*EXCERPTED PASSAGE*:
I just looked at it, then switched Facebook to Arabic and the TOS is magically still in English (edit - and right aligned really badly as the page evidently expects arabic). If you demand that the TOS is followed by people who do not have English as a first language, try offering a translation.

This guy has done you all a service. The chances are that he may not have been able to clearly read the TOS that you wish him to abide by. He should get paid.

edit - hmm, was about to check the situation with other languages, however now all the buttons are in arabic so I stopped bothering after the fourth random page.

Great point and I hope the FB security team take notice of your post. Whether or not this guy gets paid, I certainly hope they spend the money to get proper translation of their policies in every language they operate in.

They can't pay people to violate their terms of use or to try to violate the privacy of their users. Even if they wanted to, they're probably not allowed to do that.

So if a security bug was discovered using methods that are against the TOS then the information about the bug is worthless for them and it's better to sold it elsewhere.

The whitehat page explicitly says that you must “not interact with other accounts without the consent of their owners” in order to qualify for the bounty. So yes, apparently Facebook can deny payment and suspend your account if they can reasonably suspect that you violated someone's privacy during bug discovery.

However, it seems that if you don't give them any clues in your report, they'll close their eyes and won't investigate carefully that possibility.

An argument could be made it wasn't so much the discovery of the bug but rather the manner of reporting it that was a ToS violation.

The payment would ofcourse be for discovering the bug.

Good point.

Lesson learned: Find a security hole, report it to Facebook, and they don't respond after two attempts? Sell it as a zero day.

Incentives matter. And there is always money to be had somewhere else.

Well according to Facebook, "this is not a bug". Which means the feature works as intended. If he is using Facebook as it is intended, then how can he be breaking the TOS?

*ACTIONS TO TAKE*:
1. In the Facebook terms-of-service discussion, what does the whitehat page say a person must not do in order to qualify for the bounty?
2. Please continue the forum thread about Facebook's terms of service from where it stops.

*DATA RECORDS*:

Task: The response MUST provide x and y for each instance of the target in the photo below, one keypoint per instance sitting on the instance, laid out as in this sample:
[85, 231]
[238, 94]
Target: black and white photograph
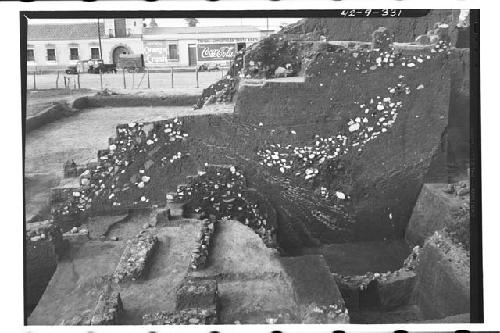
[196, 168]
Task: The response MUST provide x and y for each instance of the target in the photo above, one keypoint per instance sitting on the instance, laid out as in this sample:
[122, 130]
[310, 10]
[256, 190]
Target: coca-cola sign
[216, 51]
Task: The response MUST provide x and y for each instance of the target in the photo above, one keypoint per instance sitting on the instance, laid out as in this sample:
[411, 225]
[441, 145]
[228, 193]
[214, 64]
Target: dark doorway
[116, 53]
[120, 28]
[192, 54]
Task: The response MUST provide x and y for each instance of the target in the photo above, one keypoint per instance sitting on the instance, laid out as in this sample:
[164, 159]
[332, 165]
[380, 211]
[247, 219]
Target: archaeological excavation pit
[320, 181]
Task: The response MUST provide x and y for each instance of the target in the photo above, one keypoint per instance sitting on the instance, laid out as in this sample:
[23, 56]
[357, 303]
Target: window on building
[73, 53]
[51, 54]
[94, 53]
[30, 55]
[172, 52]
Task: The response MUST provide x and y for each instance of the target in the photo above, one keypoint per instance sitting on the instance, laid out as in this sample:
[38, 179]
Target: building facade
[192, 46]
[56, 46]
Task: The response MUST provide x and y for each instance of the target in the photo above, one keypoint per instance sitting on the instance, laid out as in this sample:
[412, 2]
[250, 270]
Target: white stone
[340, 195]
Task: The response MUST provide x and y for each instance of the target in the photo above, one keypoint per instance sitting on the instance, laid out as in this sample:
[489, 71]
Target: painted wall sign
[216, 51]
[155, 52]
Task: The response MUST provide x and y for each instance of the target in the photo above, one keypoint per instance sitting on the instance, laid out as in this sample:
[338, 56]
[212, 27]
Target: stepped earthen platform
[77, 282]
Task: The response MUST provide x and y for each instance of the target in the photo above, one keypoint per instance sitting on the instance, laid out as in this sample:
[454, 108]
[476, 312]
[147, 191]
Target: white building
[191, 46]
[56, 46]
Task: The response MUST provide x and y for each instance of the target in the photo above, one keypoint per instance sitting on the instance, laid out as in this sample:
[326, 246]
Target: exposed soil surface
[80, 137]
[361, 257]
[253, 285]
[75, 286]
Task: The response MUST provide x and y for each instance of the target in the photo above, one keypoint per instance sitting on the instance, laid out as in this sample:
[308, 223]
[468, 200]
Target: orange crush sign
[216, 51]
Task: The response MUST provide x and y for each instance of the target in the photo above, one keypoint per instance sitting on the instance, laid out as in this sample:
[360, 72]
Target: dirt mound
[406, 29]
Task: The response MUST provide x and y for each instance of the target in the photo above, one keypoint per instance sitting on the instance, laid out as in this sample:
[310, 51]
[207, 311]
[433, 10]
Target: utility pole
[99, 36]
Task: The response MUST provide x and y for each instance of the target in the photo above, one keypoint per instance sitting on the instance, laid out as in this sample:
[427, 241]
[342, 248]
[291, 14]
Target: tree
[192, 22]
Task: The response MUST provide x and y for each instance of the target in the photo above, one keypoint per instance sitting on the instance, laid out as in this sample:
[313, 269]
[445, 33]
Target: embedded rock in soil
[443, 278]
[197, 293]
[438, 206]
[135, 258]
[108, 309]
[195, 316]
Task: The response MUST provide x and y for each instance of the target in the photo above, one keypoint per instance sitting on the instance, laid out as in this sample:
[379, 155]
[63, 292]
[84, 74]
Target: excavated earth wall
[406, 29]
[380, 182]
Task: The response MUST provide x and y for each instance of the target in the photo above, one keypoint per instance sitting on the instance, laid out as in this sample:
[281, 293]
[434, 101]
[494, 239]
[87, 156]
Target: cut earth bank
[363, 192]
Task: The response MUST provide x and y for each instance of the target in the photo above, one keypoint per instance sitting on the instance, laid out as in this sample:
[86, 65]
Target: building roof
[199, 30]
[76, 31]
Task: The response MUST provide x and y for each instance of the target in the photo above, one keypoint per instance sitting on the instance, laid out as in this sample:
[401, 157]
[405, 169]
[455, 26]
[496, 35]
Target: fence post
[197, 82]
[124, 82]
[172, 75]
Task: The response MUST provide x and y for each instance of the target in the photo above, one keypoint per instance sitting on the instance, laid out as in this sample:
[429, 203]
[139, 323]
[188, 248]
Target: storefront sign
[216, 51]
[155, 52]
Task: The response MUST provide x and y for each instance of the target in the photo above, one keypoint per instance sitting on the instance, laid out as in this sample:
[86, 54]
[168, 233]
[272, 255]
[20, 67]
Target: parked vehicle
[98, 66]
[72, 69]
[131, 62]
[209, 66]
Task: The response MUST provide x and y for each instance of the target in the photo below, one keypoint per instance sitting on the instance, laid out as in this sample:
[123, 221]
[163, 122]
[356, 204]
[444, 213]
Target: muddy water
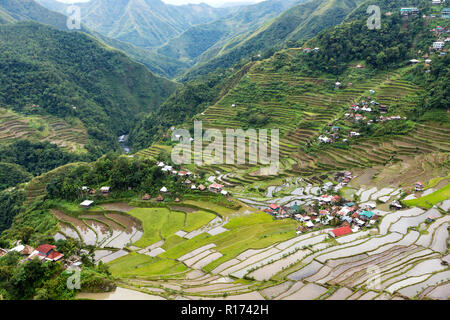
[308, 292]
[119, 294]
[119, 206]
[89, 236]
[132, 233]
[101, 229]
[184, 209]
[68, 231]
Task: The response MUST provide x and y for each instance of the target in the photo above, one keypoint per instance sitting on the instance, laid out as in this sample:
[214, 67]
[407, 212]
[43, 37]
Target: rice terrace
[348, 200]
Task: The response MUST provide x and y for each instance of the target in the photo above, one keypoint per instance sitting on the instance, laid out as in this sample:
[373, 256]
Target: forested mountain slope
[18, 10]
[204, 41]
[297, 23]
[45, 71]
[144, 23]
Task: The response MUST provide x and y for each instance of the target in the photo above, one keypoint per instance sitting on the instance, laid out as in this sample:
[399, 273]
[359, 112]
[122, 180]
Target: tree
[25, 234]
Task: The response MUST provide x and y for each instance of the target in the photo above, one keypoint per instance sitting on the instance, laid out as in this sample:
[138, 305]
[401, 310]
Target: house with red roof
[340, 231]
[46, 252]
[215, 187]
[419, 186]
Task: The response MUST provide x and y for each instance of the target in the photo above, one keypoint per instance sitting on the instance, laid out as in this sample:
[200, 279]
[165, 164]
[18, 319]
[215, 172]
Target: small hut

*WRITTEN RESPONSES*:
1. Interact with other accounts without the consent of their owners.

2.
When an employee whose job it is to evaluate security issues says "this is not a bug", that determination carries the force of law the same way as if it appeared in the TOS. You cannot rely on people to follow some nebulous "spirit of the TOS" when meanwhile your employees have already made a contrary specific determination for how it applies to this particular bug.

They wouldn't paying him to violate the terms ... and it's not like Facebook has any problem with changing a user's privacy settings without permission - except I guess we probably somewhere in the agreements agreed to allow that, or not hold them accountable - probably both..

hahaha funny point

Creating a test account is also kind of a violation of the TOS anyway:

"You will not provide any false personal information on Facebook, or create an account for anyone other than yourself without permission.

You will not create more than one personal account."

They specifically allow accounts to be created for whitehat purposes at https://www.facebook.com/whitehat/accounts/

Interestingly, from that page:

"Please use a test account instead of a real account when investigating security vulnerabilities. When you are unable to reproduce a security vulnerability with a test account, it is acceptable to use a real account, except for automated testing."


It's translated. I believe it requires you to be in a local to get this page to display automatically. It certainly exists for people creating accounts in arabic, and absolutely includes the relevant lines.

Does that page include the whitehat programme TOS, or is it just the general TOS?